TEXT TO READ:
------------------------------------------------------------------------
Systems Thinking and behavioral change


Just finished reading the UK BIT's Manifesto for Applying Behavioral Science whilst dipping in and out of the Behavioral Economics Guides from the past 10 years.

Ten years ago, behavioral economics promised elegant solutions. Evidence-based, low-cost, measurable solutions to thorny issues. Reality delivered something different. A comprehensive analysis of 165 randomized trials from government nudge units found an average effect of 1.4 percentage points. Academic papers claimed 8.7%, but publication bias inflated those numbers (BE 2020). While nudges remain cost-effective, "a 1.4% shift in behavior is simply not enough to achieve the nudger's goal" for complex challenges (BE 2021).

Why such modest effects? The problem is as much cognitive as anything else. System 2 holds approximately seven objects in working memory (BE Guide, 2014). But actual systems require tracking dozens of interconnected variables. When ego depletion hits, people revert to System 1 heuristics (BE Guide, 2016). Cognitive limits compound with organizational realities. Implementation killers persist: capacity constraints, time pressure, resource limits, political barriers, and evaluation anxiety. "Many of the most important policy challenges occur as part of complex adaptive systems where interactions between the elements can cause unpredictable results" (Source: BE Guide 2023). Humans are fundamentally ill-equipped for systems thinking.
------------------------------------------------------------------------
SUPPLIED MATERIAL:
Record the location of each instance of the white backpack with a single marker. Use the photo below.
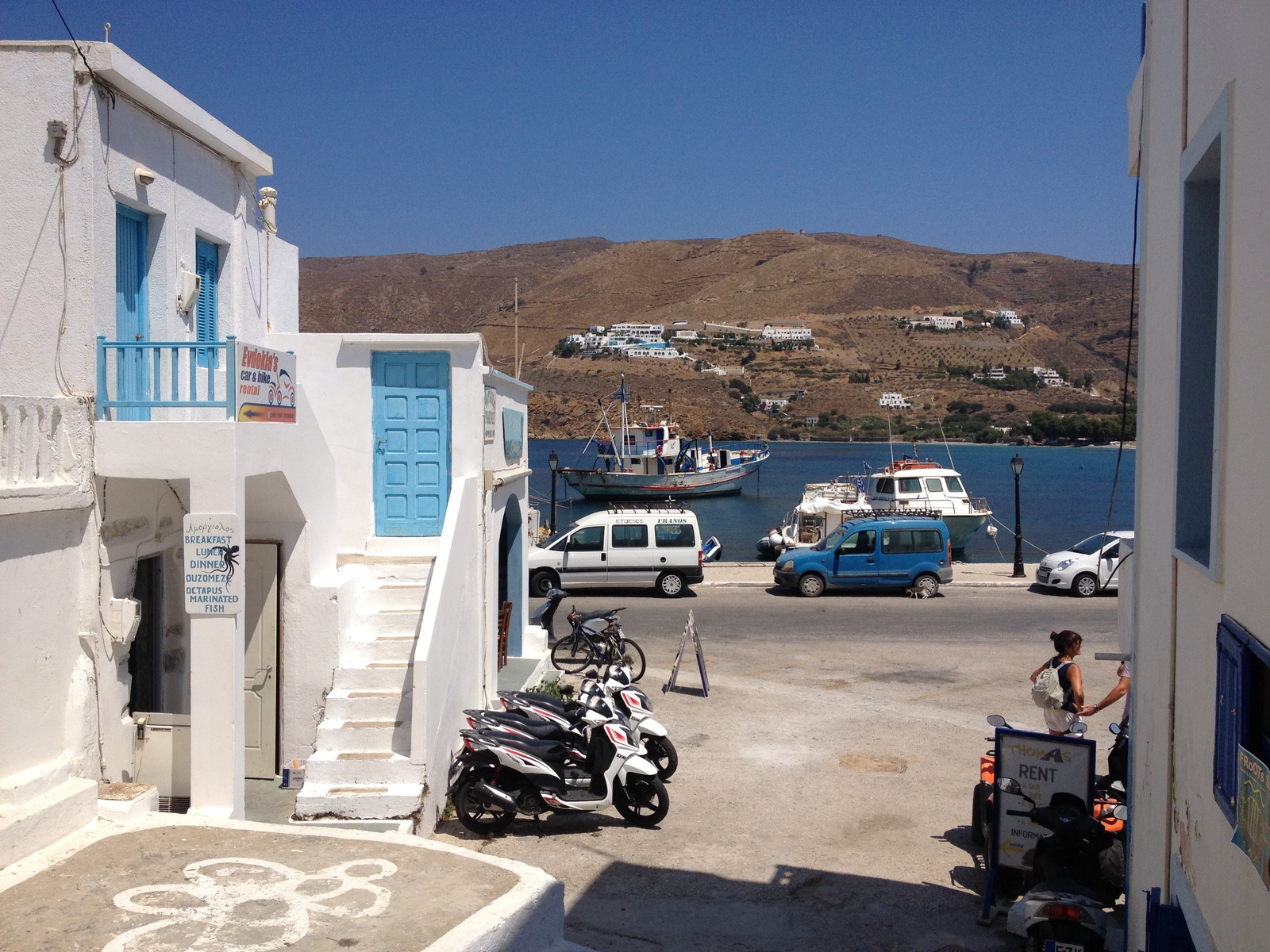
(1048, 691)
------------------------------------------------------------------------
REQUIRED WORK:
1. Decide whether each statement agrees with the text on behavioral science and systems thinking. Answer yes or no for each, and quote the words from the text that settle it.
(a) The analysis of trials from government nudge units found an average effect of 1.4 percentage points.
(b) Academic papers reported smaller effects than the government trials did.
(c) System 2 holds about seven objects in working memory.
2. Write the next paragraph of the text on behavioral science and systems thinking, picking up right after its last sentence.

RESULTS BY TASK:
1.
(a) Yes: "A comprehensive analysis of 165 randomized trials from government nudge units found an average effect of 1.4 percentage points."
(b) No: "Academic papers claimed 8.7%, but publication bias inflated those numbers"
(c) Yes: "System 2 holds approximately seven objects in working memory"

2.
The Behavioural Insights Team's manifesto acknowledges what practitioners were discovering: we need to see the systems those interventions inhabit.

The BIT Manifesto offers three pathways:

  1. Identify Leverage Points - Find where behavioral shifts produce wider system effects. Electricity initially replaced steam engines but eventually enabled complete factory redesign.

  2. Model Collective Implications - When households copy neighbors' consumption, changing the copying speed creates tipping points, moving "beyond a focus on individual behaviour to embrace systemic change" (BE Guide 2023).

  3. Change System Rules - UK sugar tax altered manufacturer incentives. Transport for London defaulted pedestrian crossings to green, nudging behavior while reshaping policies.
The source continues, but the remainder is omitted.